Data excerpts:
*-*-*

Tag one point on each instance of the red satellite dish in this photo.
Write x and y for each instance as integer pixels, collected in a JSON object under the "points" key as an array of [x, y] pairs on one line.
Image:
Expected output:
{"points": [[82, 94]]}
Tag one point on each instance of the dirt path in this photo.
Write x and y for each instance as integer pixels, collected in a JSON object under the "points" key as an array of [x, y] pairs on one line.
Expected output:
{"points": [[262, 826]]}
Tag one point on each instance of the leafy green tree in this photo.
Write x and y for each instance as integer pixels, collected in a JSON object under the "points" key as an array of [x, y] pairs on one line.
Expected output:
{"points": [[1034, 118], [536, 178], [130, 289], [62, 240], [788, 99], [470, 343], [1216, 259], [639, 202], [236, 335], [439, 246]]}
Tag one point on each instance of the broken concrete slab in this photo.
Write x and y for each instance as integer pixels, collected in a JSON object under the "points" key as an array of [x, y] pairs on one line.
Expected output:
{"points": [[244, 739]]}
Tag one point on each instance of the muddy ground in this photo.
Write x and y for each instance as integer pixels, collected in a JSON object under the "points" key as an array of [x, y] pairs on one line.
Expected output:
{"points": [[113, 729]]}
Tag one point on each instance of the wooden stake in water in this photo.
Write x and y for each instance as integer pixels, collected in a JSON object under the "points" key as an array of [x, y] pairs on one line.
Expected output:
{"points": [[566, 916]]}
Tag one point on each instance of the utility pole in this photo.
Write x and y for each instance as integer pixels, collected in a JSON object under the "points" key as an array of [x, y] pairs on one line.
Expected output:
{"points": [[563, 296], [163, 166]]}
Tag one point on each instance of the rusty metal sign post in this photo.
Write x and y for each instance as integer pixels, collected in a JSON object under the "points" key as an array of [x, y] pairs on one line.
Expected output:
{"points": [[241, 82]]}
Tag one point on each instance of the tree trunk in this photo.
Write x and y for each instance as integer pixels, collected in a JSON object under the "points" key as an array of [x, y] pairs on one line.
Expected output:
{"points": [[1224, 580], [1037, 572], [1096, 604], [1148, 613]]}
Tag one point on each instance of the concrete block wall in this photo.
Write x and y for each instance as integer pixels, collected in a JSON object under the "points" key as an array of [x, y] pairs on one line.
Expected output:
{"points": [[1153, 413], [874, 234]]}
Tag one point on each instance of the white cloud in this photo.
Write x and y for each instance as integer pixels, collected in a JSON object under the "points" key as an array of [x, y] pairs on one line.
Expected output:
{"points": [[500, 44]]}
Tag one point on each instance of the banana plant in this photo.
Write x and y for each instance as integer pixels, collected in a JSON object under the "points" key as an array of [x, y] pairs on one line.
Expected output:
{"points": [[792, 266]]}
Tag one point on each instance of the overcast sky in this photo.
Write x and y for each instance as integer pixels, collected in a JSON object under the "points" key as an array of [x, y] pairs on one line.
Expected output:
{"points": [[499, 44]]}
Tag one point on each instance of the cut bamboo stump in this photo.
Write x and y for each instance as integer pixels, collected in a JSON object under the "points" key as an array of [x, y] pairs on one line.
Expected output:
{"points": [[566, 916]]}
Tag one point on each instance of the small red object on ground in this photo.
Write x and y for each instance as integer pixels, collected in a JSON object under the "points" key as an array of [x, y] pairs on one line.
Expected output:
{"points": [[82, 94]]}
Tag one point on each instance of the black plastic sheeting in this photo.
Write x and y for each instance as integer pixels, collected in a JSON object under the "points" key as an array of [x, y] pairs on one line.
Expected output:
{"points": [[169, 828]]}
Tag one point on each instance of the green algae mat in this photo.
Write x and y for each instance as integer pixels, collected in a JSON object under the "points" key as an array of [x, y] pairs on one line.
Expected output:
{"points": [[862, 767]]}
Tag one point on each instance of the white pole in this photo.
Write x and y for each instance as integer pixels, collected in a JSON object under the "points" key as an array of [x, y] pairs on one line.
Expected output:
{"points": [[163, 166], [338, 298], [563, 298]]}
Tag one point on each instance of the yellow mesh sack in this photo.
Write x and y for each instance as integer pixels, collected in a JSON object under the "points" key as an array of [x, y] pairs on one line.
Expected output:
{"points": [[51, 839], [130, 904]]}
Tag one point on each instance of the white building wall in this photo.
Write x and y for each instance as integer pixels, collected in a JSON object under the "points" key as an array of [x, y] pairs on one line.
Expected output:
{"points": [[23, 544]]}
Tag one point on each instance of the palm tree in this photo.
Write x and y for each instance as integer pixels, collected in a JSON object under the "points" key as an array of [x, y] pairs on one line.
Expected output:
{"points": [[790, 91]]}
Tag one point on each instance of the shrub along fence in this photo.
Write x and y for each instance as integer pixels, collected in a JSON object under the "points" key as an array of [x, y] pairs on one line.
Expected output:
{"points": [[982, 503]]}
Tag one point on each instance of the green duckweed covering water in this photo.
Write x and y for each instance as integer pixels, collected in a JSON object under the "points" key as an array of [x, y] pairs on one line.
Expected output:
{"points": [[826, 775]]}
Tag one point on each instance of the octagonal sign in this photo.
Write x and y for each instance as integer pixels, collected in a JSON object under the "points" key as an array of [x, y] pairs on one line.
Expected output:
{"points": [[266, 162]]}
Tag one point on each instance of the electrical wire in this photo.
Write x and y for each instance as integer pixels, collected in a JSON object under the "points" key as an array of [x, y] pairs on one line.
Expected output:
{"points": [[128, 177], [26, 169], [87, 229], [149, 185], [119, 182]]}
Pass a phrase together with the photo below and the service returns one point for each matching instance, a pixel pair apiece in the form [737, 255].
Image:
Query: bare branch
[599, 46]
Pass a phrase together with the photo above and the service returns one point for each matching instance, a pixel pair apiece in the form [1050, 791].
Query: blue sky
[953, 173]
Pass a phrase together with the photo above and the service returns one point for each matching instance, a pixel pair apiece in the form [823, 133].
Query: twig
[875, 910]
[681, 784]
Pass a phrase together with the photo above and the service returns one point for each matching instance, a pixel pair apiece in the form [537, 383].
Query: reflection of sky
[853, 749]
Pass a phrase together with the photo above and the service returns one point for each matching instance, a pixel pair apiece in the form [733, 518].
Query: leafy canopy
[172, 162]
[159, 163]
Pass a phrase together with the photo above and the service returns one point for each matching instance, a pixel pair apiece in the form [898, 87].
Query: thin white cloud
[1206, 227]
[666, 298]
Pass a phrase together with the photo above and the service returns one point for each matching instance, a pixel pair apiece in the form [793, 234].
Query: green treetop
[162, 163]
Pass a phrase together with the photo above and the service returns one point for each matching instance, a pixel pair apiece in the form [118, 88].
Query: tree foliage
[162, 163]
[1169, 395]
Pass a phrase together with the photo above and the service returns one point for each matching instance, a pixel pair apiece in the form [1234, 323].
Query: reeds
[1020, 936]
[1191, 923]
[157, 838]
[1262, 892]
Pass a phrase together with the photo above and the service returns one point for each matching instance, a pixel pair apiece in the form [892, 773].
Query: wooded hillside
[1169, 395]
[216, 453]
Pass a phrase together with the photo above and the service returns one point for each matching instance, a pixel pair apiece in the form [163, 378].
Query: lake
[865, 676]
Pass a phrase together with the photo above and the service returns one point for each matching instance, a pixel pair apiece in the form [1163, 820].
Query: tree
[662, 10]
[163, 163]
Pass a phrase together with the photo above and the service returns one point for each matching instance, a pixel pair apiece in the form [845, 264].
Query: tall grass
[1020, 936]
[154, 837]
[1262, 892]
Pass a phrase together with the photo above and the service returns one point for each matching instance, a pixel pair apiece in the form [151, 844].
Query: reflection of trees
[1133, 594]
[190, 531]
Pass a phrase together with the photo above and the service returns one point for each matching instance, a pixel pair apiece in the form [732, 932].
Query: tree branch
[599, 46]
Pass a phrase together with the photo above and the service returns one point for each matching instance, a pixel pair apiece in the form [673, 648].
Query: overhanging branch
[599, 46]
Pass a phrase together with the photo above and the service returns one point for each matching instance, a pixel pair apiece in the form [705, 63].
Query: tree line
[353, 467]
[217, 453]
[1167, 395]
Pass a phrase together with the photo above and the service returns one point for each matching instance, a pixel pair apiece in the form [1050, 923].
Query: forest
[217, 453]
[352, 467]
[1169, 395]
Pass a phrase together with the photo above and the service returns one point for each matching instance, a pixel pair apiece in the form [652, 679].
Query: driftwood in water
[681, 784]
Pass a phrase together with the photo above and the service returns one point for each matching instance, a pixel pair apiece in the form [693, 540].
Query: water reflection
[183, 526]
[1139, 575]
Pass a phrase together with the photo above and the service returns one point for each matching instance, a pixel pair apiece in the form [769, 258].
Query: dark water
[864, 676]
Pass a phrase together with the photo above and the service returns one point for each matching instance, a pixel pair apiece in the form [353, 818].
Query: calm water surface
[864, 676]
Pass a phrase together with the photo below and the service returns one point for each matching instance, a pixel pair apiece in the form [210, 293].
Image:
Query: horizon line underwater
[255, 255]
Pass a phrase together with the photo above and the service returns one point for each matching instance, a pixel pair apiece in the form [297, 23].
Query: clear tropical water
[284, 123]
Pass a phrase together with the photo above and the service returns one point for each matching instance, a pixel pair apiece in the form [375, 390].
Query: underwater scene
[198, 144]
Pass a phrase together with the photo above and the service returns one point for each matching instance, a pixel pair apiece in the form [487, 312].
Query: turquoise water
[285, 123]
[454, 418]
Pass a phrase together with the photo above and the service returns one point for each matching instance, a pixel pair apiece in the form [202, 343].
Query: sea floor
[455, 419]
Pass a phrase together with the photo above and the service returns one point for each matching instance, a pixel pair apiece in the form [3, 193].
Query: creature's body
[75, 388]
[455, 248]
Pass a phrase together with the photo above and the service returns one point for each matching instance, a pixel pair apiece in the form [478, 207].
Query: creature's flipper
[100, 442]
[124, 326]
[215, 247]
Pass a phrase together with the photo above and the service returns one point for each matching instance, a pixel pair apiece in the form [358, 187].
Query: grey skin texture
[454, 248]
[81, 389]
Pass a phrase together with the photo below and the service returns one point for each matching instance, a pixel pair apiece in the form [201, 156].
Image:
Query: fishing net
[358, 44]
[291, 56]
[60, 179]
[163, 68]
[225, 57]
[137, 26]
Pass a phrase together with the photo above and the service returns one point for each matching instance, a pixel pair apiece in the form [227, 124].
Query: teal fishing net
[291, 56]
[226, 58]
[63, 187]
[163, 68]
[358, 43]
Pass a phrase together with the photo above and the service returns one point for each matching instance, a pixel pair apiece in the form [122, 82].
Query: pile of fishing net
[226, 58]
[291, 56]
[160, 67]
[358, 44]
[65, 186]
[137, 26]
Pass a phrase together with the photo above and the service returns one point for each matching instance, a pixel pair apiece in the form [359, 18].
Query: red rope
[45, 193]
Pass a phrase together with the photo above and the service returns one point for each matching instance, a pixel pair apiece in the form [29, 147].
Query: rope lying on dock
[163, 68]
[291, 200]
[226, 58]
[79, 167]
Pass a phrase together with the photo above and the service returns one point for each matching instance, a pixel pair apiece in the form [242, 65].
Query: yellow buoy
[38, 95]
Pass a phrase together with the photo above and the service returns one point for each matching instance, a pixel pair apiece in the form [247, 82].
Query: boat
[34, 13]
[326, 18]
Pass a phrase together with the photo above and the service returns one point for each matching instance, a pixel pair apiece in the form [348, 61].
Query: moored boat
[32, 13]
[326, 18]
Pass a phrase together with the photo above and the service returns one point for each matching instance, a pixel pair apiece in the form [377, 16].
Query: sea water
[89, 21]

*-*-*

Activity:
How many lines in the records above hold the word "concrete"? Give only the number.

Finished task:
2